_EXTRAIT DE LA PAGE_.

Architecture

Salier Lajus Courtois Sadirac

Maison Girolle

1966

En 1966, plusieurs de nos clients abandonnaient le projet de villa qu’ils avaient confié à notre agence pour acheter un « chalet Rousseau ». Ce chalet en bois, préfabriqué dans le Lot-et-Garonne, était vendu dans le secteur du Cap-Ferret pour moitié prix d’une maison traditionnelle. De plus, son toit de tuiles et sa banalité architecturale lui assuraient un permis de construire sans problèmes, alors que nos maisons « modernes » à toit plat se voyaient souvent refusées par les services de l’urbanisme de l’époque. Est-ce que nous n’étions pas capables de concevoir une maison aussi économique, mais architecturalement plus satisfaisante ?

Nous nous sommes mis à réfléchir tous les quatre, Salier, Courtois, Sadirac et moi-même. La future maison devrait faire 80 m² pour deux chambres et un séjour, un coin cuisine et un bloc eau, un abri à voiture transformable plus tard en pièce habitable. Elle ferait moins de 10 m de façade, pour s’implanter facilement, dans un lotissement, sur une parcelle de 20 m de large. Elle aurait un toit de tuile à 2 pentes, mais sans plafond, les pièces profitant du volume de la charpente apparente, les avant-toits généreux mettant à l’ombre les façades que nous ne concevions pas autrement que largement vitrées.

Avec l’entreprise Guirmand, qui venait de réaliser la maison Petit-Brisson, entièrement préfabriquée en bois, et le chalet de Barèges, nous avons recherché la façon de construire la plus économique. Était mis au point un système modulaire de construction — travées de 3 m, modulation intérieure de 0,60 — avec des bois de section courante pour la charpente. Pour rassurer les clients, et ne pas donner l’image d’un « préfabriqué », cette maison entièrement en bois aurait 2 murs pignons en maçonnerie. Mais ces murs, qu’un maçon quelconque devait pouvoir monter, s’arrêteraient à l’horizontale à 2 m, le vide triangulaire restant jusqu’à la charpente était fermé en vitrage, pour le séjour, et en bois pour les chambres.

La « Girolle » était née, puisque nous lui avions trouvé ce nom, pour une « maison qui pousse comme un champignon ». Un prototype était monté sur le terrain d’un ami de Courtois, à Saint-Jean-d’Illac, sur la route du Cap-Ferret. Ce fut tout de suite le succès, et l’entreprise Guirmand devait construire bon an mal an une cinquantaine de maisons par an jusqu’à ce que, en 1974, la crise énergétique oblige à mieux isoler la maison, donc à la rendre plus chère, et que l’entreprise elle-même, qui avait mal maîtrisé sa croissance, finisse par déposer son bilan.

_DONNÉES BRUTES_.

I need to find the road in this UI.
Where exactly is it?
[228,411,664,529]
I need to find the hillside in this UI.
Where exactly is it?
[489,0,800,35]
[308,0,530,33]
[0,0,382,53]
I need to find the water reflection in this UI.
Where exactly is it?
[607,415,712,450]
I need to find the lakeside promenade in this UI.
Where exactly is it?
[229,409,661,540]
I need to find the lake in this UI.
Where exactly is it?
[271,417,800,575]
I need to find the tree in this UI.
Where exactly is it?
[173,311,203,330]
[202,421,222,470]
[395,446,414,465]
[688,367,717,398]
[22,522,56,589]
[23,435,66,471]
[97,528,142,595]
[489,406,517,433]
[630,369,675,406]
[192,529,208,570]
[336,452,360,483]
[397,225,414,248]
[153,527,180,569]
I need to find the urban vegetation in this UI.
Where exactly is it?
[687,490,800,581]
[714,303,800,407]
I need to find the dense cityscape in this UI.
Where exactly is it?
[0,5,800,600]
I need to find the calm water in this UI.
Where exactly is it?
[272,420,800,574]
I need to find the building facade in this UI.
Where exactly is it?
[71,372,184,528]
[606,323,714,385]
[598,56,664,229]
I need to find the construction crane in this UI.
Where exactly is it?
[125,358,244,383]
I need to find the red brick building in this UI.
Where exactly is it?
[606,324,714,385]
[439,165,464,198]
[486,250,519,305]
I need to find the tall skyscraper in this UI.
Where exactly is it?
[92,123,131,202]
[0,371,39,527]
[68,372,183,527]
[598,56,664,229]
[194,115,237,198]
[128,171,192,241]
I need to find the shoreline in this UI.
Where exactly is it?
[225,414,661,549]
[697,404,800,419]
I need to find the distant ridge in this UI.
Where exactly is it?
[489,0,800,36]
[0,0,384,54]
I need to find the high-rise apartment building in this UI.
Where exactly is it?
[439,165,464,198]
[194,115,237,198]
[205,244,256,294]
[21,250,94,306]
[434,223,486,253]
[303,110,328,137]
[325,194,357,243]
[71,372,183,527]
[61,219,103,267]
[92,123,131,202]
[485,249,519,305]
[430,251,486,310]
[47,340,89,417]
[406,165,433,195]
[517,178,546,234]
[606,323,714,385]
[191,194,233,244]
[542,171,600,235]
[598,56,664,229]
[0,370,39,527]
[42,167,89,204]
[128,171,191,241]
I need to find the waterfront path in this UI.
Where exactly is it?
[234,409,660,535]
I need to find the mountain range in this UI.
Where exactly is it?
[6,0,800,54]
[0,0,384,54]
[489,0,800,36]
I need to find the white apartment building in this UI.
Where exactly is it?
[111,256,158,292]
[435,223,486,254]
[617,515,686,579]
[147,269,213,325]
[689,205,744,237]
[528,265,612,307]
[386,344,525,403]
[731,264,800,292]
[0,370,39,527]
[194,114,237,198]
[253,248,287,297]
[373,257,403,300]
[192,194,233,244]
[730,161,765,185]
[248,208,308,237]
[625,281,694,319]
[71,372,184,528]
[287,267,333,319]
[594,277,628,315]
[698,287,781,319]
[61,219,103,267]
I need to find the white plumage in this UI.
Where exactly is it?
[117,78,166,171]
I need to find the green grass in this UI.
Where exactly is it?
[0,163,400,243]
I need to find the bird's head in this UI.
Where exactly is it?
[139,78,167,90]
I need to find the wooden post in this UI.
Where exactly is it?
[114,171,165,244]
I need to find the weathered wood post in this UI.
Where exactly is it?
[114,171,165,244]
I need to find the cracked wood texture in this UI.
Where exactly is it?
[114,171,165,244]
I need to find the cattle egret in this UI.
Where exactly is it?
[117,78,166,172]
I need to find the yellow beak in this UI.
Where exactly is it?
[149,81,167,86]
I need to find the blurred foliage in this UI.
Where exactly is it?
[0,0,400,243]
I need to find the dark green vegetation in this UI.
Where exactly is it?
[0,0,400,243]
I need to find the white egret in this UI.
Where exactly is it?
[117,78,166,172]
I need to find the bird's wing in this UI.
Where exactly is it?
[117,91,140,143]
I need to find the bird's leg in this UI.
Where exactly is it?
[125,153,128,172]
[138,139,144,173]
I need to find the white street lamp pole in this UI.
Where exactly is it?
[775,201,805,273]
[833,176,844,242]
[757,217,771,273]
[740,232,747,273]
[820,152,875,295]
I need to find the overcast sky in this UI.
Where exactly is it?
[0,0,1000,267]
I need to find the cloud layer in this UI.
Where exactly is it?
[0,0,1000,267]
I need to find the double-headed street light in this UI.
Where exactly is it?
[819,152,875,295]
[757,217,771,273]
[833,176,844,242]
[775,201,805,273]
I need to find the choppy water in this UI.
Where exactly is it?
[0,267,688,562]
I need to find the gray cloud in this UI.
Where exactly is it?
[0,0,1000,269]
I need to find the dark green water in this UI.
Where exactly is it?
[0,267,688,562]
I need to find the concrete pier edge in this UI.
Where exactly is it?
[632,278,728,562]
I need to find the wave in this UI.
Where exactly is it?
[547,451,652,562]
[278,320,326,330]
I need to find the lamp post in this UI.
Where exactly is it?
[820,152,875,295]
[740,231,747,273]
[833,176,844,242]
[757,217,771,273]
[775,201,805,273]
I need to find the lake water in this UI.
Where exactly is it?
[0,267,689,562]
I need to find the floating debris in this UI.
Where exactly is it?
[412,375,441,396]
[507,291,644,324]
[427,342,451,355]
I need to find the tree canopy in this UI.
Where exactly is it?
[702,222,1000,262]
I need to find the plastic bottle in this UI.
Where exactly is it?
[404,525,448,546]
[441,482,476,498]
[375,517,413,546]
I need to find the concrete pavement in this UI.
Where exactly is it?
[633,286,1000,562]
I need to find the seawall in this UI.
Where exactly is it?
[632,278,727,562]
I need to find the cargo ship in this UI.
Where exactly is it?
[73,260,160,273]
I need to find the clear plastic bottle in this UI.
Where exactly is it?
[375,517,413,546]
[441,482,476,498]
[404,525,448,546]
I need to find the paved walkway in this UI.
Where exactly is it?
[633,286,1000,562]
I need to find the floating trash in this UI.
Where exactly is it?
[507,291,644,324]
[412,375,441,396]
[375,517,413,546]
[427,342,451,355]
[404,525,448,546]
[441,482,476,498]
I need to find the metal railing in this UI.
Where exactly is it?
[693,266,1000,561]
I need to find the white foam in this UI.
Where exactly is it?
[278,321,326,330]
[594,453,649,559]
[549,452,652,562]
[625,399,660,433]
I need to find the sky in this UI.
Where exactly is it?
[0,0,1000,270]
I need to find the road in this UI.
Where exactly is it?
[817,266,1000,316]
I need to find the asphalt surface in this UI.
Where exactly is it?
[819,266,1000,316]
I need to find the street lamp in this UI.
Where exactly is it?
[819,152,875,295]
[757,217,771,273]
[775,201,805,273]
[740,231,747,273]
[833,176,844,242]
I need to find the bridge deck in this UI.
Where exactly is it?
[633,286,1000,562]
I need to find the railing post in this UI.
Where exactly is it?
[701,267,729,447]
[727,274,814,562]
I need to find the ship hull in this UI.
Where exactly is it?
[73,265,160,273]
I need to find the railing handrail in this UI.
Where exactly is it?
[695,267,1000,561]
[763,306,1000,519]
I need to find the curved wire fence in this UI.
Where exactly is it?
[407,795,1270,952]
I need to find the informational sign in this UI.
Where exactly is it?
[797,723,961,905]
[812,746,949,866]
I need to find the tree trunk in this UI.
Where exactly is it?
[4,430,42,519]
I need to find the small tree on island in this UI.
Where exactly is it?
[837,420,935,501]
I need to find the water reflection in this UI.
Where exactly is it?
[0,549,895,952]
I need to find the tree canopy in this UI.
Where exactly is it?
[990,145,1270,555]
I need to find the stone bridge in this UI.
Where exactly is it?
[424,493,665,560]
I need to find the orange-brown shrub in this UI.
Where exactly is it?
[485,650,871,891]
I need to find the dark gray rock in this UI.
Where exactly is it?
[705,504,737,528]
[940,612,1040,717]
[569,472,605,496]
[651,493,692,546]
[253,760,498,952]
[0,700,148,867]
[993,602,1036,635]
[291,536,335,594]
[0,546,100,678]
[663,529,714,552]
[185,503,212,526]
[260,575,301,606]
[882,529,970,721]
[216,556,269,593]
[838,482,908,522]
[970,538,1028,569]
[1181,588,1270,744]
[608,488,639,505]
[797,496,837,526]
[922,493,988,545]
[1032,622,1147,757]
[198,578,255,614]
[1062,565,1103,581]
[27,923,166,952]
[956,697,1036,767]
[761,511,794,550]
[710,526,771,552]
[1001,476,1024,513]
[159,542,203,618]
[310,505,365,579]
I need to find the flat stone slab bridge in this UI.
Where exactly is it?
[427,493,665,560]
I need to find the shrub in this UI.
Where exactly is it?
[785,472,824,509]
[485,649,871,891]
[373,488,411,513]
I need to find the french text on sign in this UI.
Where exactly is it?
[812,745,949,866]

_À FAIRE_.
A – Répondez à partir du texte sur la maison Girolle :
(i) Dans quel département le « chalet Rousseau » était-il préfabriqué ?
(ii) Quelle largeur avaient les travées du système modulaire ?
(iii) Dans quelle commune le prototype a-t-il été monté ?
B – Relevez tous les noms de lieux géographiques cités dans le texte sur la maison Girolle.

_CORRIGÉ_.
A –
(i) Dans le Lot-et-Garonne.
(ii) 3 m.
(iii) À Saint-Jean-d'Illac.

B – Lot-et-Garonne, Cap-Ferret, Barèges, Saint-Jean-d'Illac.